Monday, June 14, 2010

Being WEAK or being MEEK!

A couple of days ago, my son and I had a chat. We were talking about behaving in the ministries. I encouraged him to be serious and be alert all the time when you are in the ministries because there will be obstacles whereby we need to learn to depend on God for wisdom and protection.

Somehow we got to bring out some past painful experiences that I had and he said, “Mum, I wish that I am older when you were facing those trials. Then maybe I could shield you from being hurt.” “Son, we need to go through all these so called hurts in order to grow and to learn to lean on God.”

“But mum, I saw you being silent when accused; didn’t explain yourself when words were hurled at you. In a nice way, you are being gentle but on the other hand you were seen as being weak in your leadership.”

RECORD LIST:
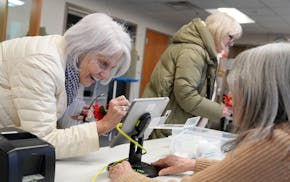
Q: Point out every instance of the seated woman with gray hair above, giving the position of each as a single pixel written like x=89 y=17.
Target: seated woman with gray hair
x=260 y=84
x=40 y=77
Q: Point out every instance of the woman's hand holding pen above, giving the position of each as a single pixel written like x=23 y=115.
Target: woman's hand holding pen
x=118 y=108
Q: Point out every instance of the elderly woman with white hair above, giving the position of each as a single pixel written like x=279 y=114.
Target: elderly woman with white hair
x=260 y=84
x=40 y=77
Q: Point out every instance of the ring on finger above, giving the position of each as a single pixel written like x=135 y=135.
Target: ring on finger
x=123 y=108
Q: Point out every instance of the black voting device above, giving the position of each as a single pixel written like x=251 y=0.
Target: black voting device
x=136 y=121
x=24 y=157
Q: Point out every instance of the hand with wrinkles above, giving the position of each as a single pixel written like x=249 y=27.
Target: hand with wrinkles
x=117 y=110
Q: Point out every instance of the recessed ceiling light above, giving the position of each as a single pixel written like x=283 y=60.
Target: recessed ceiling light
x=13 y=3
x=235 y=13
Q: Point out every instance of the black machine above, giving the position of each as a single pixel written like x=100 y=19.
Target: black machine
x=24 y=157
x=138 y=117
x=135 y=153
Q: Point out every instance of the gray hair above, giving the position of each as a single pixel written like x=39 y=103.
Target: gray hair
x=260 y=84
x=221 y=25
x=99 y=32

WRITTEN TASK: In the post on being weak or meek, what did the son wish about his age? The data is separate material with no connection to the text.

ANSWER BELOW: He wished he had been older during those trials so he could have shielded his mother from being hurt.